● Given text:
Related: asm loop basics: While, Do While, For loops in Assembly Language (emu8086)
Terminology: Wikipedia says "loop inversion" is the name for turning a while(x) into if(x) do{}while(x), putting the condition at the bottom of the loop where it belongs.
Fewer instructions / uops inside the loop = better. Structuring the code outside the loop to achieve this is very often a good idea.
Sometimes this requires "loop rotation" (peeling part of the first iteration so the actual loop body has the conditional branch at the bottom). So you do some of the first iteration and maybe skip the loop entirely, then fall into the loop. Sometimes you also need some code after the loop to finish the last iteration.
Sometimes loop rotation is extra useful if the last iteration is a special case, e.g. a store you need to skip. This lets you implement a while(1) {... ; if(x)break; ...; } loop as a do-while, or put one of the conditions of a multiple-condition loop at the bottom.
Some of these optimizations are related to or enable software pipelining, e.g. loading something for the next iteration. (OoO exec on x86 makes SW pipelining not very important these days but it's still useful for in-order cores like many ARM. And unrolling with multiple accumulators is still very valuable for hiding loop-carried FP latency in a reduction loop like a dot product or sum of an array.)
do{}while() is the canonical / idiomatic structure for loops in asm on all architectures, get used to it. IDK if there's a name for it; I would say such a loop has a "do while structure". If you want names, you could call the while() structure "crappy unoptimized code" or "written by a novice". :P Loop-branch at the bottom is universal, and not even worth mentioning as a Loop Optimization. You always do that.
This pattern is so widely used that on CPUs that use static branch prediction for branches without an entry in the branch-predictor caches, unknown forward conditional branches are predicted not-taken, unknown backwards branches are predicted taken (because they're probably loop branches). See Static branch prediction on newer Intel processors on Matt Godbolt's blog, and Agner Fog's branch-prediction chapter at the start of his microarch PDF.
This answer ended up using x86 examples for everything, but much of this applies across the board for all architectures. I wouldn't be surprised if other superscalar / out-of-order implementations (like some ARM, or POWER) also have limited branch-instruction throughput whether they're taken or not. But fewer instructions inside the loop is nearly universal when all you have is a conditional branch at the bottom, and no unconditional branch.

● The task:
Copy the stretch of the assembly-loop text from "This pattern is" through "his microarch PDF.", word for word.

● Data extract:
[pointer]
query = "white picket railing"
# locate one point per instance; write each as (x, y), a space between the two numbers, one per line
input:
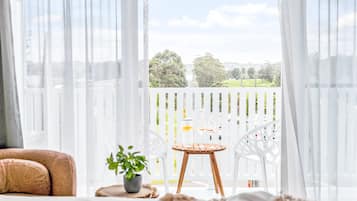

● Answer to the exercise:
This pattern is so widely used that on CPUs that use static branch prediction for branches without an entry in the branch-predictor caches, unknown forward conditional branches are predicted not-taken, unknown backwards branches are predicted taken (because they're probably loop branches). See Static branch prediction on newer Intel processors on Matt Godbolt's blog, and Agner Fog's branch-prediction chapter at the start of his microarch PDF.